TASK OBJECTIVE
Copy exactly the lines from the "Where can you see the pair" line to the end, both included, and nothing else.

### ENTRIES PROVIDED

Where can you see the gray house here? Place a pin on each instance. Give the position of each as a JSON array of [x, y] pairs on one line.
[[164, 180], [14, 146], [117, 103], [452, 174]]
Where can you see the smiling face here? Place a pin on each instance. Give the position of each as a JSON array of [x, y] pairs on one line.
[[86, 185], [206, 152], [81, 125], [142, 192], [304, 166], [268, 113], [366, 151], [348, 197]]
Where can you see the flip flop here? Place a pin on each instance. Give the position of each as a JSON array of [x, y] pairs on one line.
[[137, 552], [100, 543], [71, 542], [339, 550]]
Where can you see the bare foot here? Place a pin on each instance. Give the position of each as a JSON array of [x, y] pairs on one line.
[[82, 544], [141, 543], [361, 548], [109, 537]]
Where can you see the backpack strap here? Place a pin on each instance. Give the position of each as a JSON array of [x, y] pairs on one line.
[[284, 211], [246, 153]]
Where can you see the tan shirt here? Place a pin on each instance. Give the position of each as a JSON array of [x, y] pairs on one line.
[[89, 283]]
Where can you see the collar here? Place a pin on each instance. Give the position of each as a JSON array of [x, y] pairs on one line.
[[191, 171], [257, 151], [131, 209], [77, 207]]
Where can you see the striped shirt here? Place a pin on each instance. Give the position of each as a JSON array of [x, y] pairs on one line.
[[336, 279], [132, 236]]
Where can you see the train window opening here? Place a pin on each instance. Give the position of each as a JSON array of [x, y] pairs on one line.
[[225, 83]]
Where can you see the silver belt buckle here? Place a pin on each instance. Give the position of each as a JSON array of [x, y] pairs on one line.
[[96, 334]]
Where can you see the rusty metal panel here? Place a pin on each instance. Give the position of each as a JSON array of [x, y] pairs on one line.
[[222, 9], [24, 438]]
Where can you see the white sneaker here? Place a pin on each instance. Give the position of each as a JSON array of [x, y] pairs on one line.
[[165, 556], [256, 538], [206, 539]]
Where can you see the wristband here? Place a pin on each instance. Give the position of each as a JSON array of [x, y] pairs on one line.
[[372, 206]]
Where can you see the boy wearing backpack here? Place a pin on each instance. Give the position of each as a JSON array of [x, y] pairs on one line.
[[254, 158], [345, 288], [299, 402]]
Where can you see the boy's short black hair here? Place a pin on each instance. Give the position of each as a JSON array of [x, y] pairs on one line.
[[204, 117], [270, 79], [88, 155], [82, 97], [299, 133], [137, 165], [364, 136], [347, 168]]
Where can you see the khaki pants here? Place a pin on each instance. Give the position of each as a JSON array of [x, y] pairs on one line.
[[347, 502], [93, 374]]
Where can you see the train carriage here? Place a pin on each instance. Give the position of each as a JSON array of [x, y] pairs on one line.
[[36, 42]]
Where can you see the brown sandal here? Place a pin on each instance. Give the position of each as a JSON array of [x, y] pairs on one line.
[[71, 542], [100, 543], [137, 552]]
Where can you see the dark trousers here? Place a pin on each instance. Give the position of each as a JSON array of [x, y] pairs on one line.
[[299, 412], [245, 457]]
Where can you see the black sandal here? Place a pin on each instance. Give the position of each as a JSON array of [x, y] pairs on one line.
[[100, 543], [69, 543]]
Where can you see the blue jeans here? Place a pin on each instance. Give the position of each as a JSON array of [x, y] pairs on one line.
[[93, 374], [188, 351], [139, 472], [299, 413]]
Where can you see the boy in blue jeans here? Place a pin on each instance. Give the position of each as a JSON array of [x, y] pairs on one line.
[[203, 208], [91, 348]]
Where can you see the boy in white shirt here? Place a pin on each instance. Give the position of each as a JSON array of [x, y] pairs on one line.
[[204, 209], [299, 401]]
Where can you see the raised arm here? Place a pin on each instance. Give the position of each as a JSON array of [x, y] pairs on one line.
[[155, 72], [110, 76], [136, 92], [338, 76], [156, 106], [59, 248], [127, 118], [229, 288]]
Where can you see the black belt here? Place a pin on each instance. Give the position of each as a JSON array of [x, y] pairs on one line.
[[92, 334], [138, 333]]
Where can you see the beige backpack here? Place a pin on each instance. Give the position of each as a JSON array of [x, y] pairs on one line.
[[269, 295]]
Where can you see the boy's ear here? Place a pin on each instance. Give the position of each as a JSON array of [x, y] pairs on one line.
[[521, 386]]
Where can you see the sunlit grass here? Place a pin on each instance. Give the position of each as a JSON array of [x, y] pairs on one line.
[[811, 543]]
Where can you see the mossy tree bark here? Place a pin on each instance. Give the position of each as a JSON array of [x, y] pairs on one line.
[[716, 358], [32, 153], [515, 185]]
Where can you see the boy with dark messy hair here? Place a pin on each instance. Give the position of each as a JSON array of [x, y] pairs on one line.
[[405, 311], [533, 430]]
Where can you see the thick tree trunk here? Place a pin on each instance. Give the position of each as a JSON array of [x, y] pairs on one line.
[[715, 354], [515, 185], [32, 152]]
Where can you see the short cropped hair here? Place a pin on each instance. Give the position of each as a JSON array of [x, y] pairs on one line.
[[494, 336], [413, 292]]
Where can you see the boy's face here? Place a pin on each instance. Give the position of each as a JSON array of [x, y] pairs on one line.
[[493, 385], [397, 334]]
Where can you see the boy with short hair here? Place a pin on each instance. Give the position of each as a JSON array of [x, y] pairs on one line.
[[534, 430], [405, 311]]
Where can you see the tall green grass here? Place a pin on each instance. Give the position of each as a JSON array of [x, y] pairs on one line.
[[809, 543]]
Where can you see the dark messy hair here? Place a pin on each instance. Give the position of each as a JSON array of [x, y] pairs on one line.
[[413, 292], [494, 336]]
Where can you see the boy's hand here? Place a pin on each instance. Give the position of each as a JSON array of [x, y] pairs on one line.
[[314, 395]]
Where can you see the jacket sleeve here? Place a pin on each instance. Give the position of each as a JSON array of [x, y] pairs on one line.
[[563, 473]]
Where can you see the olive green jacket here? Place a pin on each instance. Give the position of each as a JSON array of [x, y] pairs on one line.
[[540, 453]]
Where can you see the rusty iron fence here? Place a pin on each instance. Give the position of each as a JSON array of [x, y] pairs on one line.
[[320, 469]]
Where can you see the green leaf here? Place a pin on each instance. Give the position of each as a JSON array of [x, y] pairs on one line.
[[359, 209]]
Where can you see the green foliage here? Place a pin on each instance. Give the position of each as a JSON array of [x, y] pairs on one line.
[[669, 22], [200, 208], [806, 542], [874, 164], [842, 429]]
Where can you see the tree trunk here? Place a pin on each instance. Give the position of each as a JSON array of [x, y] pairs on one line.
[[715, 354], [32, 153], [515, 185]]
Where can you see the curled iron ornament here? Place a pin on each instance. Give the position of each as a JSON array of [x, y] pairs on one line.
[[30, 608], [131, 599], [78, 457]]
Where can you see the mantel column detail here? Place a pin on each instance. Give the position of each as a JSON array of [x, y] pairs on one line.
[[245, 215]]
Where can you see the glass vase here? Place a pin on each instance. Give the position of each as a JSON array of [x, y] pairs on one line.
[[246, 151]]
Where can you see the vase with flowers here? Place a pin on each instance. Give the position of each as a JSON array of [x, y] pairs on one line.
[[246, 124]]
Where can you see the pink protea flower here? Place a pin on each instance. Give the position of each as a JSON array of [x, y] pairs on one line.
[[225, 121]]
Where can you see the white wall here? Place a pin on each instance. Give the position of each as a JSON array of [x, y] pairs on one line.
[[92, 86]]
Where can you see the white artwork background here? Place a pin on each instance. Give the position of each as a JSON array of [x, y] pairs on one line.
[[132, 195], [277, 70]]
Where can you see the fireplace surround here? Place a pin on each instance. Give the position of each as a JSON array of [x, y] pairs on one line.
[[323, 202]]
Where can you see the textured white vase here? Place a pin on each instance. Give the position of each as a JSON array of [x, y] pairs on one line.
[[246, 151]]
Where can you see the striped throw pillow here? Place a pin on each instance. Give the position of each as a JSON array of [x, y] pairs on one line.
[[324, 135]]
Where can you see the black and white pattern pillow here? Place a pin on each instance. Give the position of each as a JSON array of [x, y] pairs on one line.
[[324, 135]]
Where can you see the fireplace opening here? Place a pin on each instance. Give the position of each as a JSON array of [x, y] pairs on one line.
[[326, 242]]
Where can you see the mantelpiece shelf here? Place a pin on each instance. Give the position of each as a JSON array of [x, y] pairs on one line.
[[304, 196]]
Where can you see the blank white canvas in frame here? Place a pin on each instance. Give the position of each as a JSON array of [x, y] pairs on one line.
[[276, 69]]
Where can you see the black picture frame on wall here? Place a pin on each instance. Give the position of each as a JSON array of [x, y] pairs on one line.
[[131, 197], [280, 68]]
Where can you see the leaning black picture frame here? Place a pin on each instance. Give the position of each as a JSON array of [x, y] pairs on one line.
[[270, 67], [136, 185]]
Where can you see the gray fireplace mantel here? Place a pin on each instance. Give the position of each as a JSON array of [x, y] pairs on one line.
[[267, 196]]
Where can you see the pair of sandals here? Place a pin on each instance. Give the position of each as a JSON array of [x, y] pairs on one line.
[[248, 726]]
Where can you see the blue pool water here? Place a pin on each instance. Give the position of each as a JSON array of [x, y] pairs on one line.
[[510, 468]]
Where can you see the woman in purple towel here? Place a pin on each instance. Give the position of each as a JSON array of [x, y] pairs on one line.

######

SOLUTION
Where can you see the pair of sandals here? Place a pin on each instance. Give the position of each as a JSON array of [x, y] pairs on one line.
[[248, 726]]
Where can you see the blue pool water here? Place a pin on each instance. Give the position of each as a JSON array of [x, y] pairs on one line.
[[510, 468]]
Where can you see the woman in purple towel here? Place a pin on each instance. Give the position of each as a JSON array of [x, y] pairs on one line.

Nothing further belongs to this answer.